→ **What to produce**
Go through the entries that follow and count every line with the string "rock". Reply with the number only.

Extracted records
==*==

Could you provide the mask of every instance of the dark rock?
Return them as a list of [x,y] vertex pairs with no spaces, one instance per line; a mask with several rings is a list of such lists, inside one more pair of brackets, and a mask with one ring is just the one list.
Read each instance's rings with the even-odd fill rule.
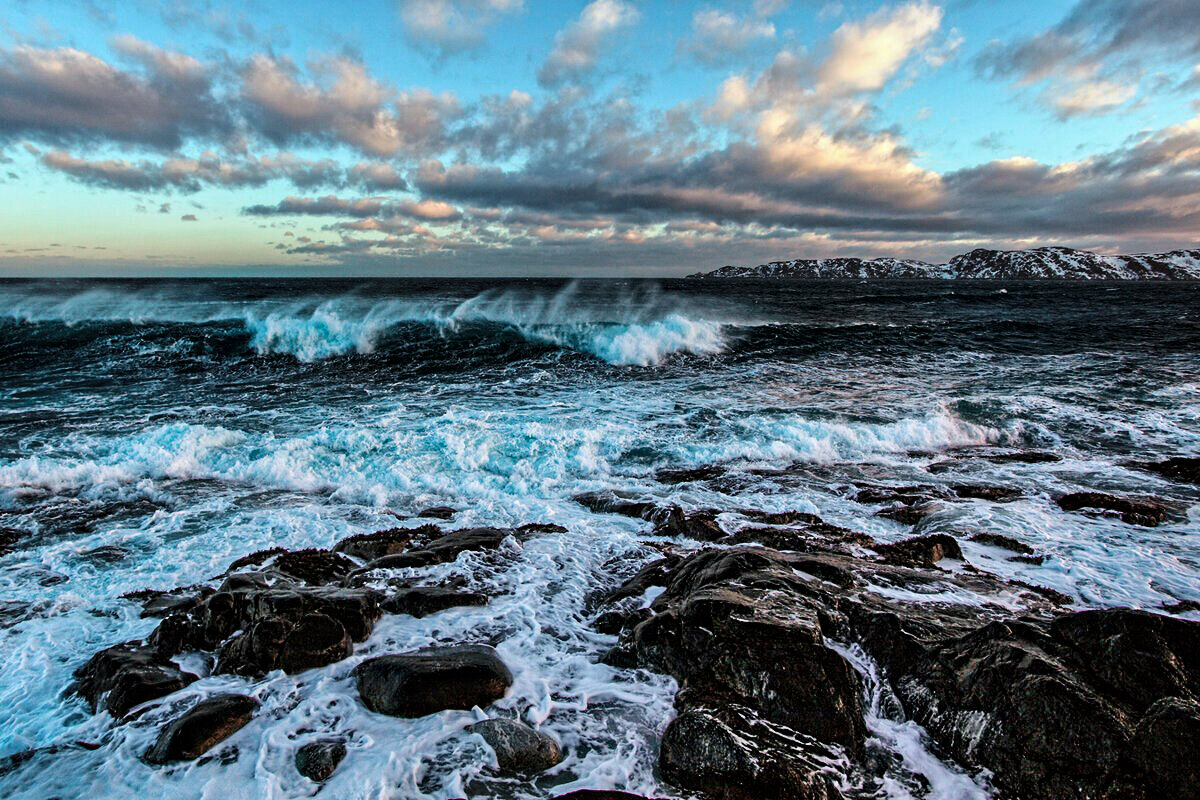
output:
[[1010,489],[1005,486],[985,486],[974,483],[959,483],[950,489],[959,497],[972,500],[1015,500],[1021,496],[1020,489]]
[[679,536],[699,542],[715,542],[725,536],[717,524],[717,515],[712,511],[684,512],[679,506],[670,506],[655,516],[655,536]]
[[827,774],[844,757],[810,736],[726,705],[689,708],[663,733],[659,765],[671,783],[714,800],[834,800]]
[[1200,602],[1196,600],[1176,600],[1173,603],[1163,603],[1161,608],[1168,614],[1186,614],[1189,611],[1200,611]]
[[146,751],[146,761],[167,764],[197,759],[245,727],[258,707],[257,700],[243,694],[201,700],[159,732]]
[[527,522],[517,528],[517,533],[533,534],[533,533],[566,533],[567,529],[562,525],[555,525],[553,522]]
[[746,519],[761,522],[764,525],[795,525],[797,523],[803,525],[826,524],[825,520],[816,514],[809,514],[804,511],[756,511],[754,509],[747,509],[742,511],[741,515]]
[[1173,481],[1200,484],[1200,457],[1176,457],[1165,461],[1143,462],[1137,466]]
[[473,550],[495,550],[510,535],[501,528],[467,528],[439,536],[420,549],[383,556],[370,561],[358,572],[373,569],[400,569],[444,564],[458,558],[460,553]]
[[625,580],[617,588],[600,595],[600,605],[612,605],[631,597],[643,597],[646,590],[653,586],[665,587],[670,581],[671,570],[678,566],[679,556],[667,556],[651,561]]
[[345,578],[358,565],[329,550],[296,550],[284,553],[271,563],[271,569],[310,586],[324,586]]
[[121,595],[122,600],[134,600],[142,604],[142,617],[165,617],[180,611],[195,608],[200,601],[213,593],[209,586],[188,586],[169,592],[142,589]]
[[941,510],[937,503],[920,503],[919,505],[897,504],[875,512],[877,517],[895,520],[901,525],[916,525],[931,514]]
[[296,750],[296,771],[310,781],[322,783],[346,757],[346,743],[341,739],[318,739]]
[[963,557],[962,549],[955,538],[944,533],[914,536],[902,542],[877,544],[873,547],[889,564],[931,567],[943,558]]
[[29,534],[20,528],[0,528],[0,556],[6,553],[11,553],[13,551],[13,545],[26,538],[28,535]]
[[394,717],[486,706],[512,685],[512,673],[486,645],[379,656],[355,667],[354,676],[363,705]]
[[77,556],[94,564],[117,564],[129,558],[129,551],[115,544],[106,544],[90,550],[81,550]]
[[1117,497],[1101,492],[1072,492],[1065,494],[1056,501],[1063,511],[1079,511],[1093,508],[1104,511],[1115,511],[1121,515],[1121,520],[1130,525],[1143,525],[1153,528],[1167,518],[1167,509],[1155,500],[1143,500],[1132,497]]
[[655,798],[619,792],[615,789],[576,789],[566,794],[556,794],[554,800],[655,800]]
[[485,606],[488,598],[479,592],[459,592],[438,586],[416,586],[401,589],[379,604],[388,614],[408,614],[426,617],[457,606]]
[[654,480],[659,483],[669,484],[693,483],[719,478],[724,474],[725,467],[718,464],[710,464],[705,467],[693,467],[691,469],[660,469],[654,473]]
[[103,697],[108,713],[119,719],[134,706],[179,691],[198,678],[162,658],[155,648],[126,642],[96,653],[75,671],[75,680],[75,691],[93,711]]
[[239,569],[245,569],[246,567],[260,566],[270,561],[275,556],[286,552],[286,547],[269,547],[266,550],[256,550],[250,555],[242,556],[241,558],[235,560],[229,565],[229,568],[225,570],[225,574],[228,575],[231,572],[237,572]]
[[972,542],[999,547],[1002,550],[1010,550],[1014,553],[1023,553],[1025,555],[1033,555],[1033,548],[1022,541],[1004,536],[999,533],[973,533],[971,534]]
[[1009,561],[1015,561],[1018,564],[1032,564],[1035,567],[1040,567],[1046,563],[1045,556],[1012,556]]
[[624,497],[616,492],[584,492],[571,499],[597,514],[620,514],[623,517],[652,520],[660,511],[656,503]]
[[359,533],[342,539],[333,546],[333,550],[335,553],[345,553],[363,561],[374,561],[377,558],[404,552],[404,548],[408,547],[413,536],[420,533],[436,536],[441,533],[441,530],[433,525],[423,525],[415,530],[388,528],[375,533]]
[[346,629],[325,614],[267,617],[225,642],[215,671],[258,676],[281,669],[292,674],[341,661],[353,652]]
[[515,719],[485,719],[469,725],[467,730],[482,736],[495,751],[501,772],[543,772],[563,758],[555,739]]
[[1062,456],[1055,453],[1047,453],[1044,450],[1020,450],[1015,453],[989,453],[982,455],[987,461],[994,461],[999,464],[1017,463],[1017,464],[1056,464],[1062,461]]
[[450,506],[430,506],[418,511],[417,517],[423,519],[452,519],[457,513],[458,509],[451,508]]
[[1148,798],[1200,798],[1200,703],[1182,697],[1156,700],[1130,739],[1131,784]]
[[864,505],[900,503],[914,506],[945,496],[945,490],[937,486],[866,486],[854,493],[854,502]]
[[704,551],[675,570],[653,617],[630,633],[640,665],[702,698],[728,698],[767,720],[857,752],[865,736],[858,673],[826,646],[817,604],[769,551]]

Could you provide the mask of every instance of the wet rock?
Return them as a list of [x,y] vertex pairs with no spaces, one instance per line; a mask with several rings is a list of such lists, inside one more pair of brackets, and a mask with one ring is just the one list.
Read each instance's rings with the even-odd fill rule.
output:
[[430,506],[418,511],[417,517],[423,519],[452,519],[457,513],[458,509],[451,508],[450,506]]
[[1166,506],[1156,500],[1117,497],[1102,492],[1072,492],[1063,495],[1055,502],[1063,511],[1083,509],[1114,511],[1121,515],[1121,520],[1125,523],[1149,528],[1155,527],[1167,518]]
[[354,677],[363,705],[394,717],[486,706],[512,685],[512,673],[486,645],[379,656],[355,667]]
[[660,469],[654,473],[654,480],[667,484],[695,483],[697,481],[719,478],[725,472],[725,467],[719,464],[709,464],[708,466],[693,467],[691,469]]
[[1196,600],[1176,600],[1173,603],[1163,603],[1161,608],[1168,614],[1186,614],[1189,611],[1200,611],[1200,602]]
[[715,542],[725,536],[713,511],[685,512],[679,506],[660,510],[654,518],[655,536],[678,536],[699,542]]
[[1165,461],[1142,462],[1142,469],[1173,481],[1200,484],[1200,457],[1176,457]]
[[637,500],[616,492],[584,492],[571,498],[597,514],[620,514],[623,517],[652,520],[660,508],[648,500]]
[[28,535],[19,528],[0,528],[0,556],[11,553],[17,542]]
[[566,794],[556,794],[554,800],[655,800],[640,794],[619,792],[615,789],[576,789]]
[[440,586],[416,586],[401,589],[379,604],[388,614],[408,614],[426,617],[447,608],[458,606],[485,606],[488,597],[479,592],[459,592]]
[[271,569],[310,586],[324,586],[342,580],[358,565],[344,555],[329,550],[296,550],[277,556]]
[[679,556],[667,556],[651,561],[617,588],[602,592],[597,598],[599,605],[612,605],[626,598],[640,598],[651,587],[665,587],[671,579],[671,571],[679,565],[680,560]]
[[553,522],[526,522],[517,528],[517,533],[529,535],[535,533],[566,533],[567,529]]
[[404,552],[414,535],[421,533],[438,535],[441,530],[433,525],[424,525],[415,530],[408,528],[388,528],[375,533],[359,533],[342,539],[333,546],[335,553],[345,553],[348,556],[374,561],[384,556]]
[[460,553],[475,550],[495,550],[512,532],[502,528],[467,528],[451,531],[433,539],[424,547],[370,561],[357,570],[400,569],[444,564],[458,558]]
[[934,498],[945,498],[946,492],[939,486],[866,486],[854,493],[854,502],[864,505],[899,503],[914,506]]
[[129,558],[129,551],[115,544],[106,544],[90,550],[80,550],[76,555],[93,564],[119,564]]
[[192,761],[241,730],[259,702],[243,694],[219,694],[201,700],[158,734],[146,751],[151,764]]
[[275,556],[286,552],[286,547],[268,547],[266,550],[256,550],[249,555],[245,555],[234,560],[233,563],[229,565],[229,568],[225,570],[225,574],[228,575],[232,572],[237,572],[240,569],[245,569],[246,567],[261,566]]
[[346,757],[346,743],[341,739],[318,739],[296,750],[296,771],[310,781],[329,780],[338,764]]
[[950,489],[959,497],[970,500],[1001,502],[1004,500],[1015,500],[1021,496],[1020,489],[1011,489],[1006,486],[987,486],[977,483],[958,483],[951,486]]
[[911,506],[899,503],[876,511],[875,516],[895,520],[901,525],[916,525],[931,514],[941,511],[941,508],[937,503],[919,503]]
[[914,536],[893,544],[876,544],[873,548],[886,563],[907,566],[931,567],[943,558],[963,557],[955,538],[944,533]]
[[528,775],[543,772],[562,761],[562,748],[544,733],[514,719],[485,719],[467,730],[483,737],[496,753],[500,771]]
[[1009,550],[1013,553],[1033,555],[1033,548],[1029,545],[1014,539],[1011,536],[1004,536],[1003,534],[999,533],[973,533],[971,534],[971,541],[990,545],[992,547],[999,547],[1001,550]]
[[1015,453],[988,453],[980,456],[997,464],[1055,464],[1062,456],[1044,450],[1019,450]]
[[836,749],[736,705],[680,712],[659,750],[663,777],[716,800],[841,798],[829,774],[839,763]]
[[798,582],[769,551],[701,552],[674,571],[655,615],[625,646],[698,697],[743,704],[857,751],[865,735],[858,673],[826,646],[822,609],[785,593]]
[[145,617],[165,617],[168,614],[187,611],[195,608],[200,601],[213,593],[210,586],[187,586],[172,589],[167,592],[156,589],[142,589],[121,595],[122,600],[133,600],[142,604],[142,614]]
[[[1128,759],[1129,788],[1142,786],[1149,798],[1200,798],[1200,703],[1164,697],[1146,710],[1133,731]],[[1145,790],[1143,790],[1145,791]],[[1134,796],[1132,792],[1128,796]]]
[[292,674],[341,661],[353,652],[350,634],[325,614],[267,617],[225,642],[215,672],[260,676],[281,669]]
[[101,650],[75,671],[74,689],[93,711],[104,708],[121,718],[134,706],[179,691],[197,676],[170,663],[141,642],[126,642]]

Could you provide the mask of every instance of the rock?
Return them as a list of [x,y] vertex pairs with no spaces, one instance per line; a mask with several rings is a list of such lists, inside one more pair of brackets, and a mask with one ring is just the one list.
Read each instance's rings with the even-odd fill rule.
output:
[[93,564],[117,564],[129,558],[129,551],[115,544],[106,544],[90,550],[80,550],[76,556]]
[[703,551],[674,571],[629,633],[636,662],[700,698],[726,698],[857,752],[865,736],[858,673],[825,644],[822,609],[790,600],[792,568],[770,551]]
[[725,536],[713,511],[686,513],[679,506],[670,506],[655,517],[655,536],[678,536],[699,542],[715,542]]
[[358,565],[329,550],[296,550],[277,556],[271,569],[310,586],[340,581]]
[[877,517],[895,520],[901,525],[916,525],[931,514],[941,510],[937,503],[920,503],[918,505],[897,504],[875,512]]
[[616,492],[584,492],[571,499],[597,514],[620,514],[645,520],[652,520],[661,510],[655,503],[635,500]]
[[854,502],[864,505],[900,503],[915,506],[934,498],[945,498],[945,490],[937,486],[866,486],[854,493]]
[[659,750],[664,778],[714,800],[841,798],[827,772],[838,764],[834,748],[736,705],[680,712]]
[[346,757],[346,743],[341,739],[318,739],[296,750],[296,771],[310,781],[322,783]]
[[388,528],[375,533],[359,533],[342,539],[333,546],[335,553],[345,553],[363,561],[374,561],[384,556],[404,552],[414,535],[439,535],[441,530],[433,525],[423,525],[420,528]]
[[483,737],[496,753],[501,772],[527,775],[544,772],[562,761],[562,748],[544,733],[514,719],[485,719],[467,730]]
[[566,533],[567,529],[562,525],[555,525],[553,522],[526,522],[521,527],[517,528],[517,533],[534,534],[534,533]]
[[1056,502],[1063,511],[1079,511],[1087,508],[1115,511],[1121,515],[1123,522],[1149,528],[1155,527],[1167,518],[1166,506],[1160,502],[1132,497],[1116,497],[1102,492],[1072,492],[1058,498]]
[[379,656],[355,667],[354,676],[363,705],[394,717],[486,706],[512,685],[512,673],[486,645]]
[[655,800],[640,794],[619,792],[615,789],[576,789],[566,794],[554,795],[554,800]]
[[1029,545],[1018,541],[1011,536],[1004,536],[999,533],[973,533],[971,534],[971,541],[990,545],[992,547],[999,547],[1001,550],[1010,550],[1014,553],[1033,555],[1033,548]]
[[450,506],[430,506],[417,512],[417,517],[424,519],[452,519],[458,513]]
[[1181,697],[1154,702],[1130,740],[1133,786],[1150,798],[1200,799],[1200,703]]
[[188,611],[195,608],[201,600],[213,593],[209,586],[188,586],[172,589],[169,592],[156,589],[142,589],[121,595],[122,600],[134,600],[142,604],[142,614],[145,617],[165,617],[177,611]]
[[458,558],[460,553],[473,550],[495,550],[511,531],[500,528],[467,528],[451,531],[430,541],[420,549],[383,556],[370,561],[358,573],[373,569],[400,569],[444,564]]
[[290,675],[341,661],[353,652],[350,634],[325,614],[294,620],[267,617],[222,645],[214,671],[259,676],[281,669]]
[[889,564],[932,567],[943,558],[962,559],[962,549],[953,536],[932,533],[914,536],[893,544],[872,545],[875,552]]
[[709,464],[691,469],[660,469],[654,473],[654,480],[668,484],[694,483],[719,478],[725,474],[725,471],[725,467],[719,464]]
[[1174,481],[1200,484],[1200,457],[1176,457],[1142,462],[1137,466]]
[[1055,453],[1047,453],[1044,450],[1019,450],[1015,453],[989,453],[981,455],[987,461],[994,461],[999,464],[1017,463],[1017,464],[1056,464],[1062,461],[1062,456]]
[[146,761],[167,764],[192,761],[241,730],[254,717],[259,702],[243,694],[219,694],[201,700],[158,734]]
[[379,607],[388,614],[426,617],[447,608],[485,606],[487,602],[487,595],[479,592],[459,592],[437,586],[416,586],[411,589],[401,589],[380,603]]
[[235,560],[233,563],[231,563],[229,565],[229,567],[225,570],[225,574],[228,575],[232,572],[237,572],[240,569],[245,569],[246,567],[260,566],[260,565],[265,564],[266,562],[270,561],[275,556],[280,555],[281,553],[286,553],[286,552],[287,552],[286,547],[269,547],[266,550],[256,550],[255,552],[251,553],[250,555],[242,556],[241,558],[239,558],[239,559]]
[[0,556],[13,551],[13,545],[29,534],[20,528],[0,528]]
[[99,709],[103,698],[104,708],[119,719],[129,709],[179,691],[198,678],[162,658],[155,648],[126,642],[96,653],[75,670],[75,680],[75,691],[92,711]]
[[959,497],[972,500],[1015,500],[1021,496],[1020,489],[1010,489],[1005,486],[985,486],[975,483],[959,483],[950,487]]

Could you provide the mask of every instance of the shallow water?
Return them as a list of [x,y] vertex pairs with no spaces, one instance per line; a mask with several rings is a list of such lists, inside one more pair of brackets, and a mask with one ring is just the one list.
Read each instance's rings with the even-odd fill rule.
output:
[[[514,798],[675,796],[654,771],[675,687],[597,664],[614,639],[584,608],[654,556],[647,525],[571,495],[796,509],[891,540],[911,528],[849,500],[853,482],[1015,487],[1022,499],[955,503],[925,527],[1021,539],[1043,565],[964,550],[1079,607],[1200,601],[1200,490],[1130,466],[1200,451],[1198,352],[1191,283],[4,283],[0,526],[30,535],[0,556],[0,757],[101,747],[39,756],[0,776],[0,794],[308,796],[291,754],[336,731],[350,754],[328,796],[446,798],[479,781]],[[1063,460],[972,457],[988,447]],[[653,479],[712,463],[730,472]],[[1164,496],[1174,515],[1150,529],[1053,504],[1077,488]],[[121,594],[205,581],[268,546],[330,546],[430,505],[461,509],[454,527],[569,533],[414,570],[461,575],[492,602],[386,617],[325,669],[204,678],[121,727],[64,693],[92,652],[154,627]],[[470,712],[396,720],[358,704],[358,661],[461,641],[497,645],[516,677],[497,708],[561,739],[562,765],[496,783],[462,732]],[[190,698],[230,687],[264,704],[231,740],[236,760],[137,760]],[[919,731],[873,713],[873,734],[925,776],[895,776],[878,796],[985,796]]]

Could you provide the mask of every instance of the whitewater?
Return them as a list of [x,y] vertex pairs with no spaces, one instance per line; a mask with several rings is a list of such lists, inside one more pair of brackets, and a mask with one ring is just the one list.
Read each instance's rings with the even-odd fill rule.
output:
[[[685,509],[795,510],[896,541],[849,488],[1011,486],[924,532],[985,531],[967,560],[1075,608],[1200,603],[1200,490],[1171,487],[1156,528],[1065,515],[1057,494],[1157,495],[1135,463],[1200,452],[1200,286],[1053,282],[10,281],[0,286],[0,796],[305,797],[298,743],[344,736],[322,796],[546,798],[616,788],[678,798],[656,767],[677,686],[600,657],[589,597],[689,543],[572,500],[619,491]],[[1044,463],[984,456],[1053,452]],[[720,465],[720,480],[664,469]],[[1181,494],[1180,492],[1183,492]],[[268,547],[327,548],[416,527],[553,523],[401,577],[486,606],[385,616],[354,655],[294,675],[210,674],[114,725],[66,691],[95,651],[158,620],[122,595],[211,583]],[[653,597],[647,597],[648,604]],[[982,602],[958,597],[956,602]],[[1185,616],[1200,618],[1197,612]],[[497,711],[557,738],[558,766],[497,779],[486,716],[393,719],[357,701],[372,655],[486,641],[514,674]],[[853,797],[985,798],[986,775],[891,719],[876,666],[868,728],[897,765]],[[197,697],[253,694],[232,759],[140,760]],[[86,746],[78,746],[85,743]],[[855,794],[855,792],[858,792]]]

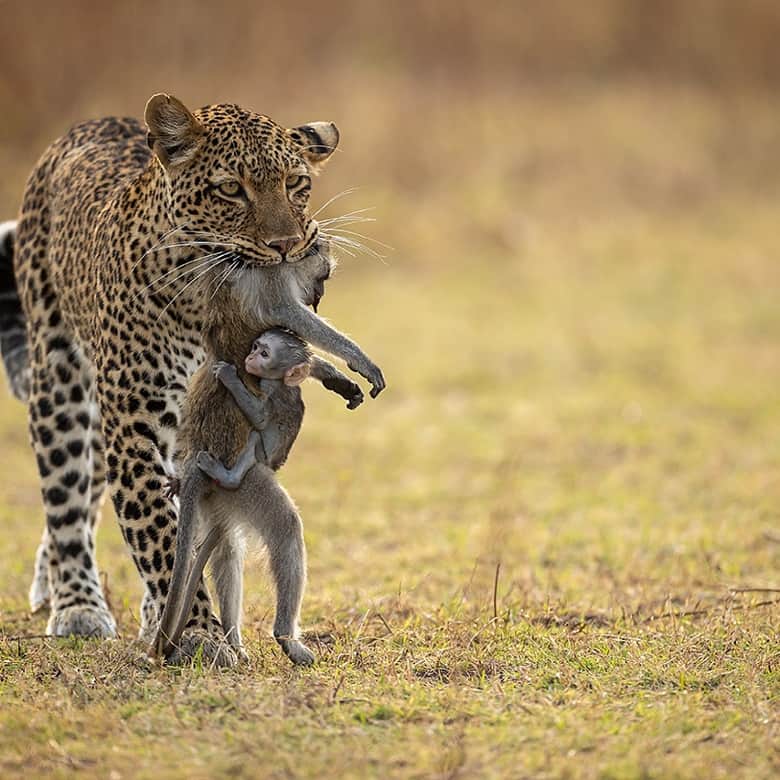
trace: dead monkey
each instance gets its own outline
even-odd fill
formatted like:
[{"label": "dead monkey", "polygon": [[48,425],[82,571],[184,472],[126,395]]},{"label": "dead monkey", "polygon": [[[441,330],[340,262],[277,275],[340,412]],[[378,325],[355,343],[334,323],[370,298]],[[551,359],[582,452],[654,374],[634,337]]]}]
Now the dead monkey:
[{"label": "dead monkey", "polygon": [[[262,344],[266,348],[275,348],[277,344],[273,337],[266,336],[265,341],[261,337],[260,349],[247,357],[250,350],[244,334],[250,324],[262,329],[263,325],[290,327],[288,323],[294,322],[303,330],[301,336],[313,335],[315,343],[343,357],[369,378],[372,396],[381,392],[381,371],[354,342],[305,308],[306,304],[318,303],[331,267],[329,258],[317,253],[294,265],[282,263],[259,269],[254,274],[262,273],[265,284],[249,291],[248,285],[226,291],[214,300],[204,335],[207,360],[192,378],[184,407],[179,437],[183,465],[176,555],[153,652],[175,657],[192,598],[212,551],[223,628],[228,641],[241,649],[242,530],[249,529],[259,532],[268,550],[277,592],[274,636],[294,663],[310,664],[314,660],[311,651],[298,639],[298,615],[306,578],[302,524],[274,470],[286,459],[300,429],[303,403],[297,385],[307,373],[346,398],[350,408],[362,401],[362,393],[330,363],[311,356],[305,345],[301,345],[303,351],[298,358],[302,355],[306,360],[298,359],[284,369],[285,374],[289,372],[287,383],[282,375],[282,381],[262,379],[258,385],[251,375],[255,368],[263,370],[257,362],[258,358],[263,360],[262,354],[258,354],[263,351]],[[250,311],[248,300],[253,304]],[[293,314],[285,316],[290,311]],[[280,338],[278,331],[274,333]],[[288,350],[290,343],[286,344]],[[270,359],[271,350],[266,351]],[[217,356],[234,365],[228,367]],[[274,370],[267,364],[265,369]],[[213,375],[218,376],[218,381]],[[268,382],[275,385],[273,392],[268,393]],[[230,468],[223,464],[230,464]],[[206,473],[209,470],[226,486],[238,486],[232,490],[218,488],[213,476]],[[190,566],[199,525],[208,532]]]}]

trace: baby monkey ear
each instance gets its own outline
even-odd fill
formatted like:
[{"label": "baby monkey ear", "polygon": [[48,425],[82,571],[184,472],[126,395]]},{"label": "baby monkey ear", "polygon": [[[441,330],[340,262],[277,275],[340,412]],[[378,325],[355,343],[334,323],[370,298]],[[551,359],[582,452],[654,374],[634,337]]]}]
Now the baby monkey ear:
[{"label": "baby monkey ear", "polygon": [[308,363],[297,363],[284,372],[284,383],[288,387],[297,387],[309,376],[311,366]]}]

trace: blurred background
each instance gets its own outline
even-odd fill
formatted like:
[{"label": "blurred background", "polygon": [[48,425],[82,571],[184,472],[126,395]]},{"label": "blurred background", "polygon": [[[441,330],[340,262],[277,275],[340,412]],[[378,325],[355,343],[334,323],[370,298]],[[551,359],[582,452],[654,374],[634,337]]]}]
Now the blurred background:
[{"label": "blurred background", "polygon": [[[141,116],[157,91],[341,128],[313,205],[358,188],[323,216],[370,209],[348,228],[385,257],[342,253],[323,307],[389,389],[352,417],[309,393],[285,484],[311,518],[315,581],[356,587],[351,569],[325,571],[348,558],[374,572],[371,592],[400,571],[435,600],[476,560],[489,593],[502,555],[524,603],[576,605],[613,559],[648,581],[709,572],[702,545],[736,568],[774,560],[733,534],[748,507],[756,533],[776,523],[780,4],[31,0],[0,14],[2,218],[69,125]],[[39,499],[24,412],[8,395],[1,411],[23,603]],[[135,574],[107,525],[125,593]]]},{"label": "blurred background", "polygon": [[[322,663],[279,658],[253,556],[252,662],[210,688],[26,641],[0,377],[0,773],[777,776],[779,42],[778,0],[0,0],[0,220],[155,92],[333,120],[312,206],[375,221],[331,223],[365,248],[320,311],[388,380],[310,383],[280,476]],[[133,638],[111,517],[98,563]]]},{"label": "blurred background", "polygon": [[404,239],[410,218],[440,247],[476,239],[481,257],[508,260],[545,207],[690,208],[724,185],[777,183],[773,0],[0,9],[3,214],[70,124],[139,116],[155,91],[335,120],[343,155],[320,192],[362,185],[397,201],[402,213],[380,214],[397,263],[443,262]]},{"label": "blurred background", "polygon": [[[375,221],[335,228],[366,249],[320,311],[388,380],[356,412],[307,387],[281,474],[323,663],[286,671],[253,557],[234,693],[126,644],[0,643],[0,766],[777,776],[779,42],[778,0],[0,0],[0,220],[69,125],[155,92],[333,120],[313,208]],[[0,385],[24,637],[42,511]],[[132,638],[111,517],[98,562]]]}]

==*==

→ **Answer to this exercise**
3